ENUNCIADO DA TAREFA
Reproduza o trecho do texto sobre política econômica que começa nas palavras "Dessa forma, as" e termina depois de "pressões de demanda.".

Essa receita purgativa, que muitos de nós já conhecem, torna as expectativas dos empresários de duvidosas para negativas; se antes não investiam porque não sabiam em que a política econômica iria apostar e apontar, agora entendem que a contenção e corte de gastos vai reduzir os espaços para novos projetos ou a continuação de antigos promissores.

A ponto de manietarem os empresários que quiserem, ainda assim, se atrever na expansão ou modernização das instalações produtivas e os consumidores atrás de novas aquisições, manutenções ou reparos. Mesmo que seja para sair na frente na crise e aguardar o retorno após. A elevação da taxa referencial de juros, que torna o dinheiro mais caro, restringe essas iniciativas.

A falta de perspectiva da economia diante da contenção e corte de gastos, investimentos e consumo torna o país num desfavorável atrativo para investimentos externos. A queda na entrada de moedas estrangeiras por conta disso eleva seus valores e derruba o real. A taxa de câmbio sobe e fica por lá.

Recebe a equipe econômica a ajuda da oposição na confirmação do estancamento da economia. A balbúrdia política que vêm fazendo para detonar a presidente com um impedimento encomendado fornece combustível e faísca para abalar a confiabilidade nas instituições brasileiras. Daí dispara ainda mais a taxa de câmbio.

A impropriedade dessas medidas se baseia no princípio, seguido pela equipe econômica, de que tudo se resume no desequilíbrio da quantidade de moedas. Ou seja, moeda em demasia em circulação favorece a demanda, aumentando o consumo e elevando os preços dos produtos – demanda maior que oferta.

Assim, a alternativa deles é tornar mais cara a moeda (o real) pelo aumento de juros e reduzir o consumo, não só pelos juros, mas também pelo corte de gastos públicos (consumo e investimento). A ideia deles é baixar a inflação e tornar o ambiente mais favorável aos investimentos e, após isso, o consumo.

Mas em assim fazendo, eles destroem postos de trabalho e provocam desemprego. Embora esse resultado atenda à redução da demanda pretendida, o custo social se eleva abusivamente, sem falar nos estragos da saúde física e mental dos trabalhadores e famílias.

Sem necessidade teórica e prática. Senão veja-se. Uma alternativa seria substituir a redução da dívida pública, através da venda de títulos no mercado, pela velha e conhecida emissão de moedas. Ao invés de controlar a demanda via taxa de juros, o governo poderia fazer o mesmo com o uso dos depósitos compulsórios dos bancos no Banco Central e restrições monitoradas do crédito em geral.

Dessa forma, as expectativas dos empresários começariam a se tornar positivas, não haveria destruição de postos de trabalho, a demanda permaneceria a mesma ou pouco reduzida, mas com a perspectiva de novos projetos de investimentos e ampliações da capacidade produtiva existente, o que absorveria eventuais pressões de demanda.

Não haveria recuo da entrada de divisas para investimentos, tampouco os importadores não seriam sacrificados pela elevação da taxa de câmbio. Os exportadores continuariam do mesmo jeito de antes com suas pautas atendidas.

MATERIAL DE ORIGEM

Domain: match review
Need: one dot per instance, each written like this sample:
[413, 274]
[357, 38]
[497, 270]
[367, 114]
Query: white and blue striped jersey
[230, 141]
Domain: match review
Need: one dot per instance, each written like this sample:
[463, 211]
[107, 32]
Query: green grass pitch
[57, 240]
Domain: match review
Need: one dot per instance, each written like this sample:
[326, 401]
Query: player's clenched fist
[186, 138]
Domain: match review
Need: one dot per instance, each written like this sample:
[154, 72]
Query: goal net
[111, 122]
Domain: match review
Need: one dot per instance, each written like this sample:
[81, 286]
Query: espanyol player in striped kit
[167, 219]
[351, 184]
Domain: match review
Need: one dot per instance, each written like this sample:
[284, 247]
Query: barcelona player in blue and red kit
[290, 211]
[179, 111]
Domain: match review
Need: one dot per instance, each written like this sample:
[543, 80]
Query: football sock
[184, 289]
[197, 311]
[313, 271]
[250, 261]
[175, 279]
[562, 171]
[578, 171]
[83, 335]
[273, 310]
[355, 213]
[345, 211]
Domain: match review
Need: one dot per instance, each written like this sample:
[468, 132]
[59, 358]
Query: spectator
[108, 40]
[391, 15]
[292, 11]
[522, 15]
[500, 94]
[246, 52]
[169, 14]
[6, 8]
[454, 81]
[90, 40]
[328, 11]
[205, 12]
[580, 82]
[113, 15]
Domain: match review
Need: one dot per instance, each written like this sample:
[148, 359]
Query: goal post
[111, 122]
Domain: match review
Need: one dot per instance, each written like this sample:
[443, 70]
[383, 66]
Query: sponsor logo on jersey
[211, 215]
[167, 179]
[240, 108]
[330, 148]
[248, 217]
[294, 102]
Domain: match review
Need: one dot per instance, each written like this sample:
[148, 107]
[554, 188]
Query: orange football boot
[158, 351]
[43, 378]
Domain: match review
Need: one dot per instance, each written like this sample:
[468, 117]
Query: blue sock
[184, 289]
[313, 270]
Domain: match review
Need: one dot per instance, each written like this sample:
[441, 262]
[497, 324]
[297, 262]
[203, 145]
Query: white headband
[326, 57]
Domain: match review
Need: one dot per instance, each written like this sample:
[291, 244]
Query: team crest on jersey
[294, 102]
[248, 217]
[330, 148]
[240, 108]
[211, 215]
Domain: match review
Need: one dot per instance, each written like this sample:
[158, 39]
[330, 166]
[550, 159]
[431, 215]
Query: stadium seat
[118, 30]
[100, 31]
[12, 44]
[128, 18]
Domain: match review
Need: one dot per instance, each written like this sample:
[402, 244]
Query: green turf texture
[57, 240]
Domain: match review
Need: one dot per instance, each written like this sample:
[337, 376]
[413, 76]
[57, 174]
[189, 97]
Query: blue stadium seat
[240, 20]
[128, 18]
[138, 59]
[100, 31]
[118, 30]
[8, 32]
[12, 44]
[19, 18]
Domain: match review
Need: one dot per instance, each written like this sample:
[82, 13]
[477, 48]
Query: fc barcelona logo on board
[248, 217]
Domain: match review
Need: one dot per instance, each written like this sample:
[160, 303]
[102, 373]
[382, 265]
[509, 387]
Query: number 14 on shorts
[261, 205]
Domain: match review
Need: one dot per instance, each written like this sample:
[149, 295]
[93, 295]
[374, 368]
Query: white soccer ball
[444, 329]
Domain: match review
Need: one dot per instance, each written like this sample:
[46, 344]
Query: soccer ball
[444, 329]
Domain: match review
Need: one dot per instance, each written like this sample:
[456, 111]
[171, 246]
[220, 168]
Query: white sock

RESULTADO DO EXERCÍCIO
Dessa forma, as expectativas dos empresários começariam a se tornar positivas, não haveria destruição de postos de trabalho, a demanda permaneceria a mesma ou pouco reduzida, mas com a perspectiva de novos projetos de investimentos e ampliações da capacidade produtiva existente, o que absorveria eventuais pressões de demanda.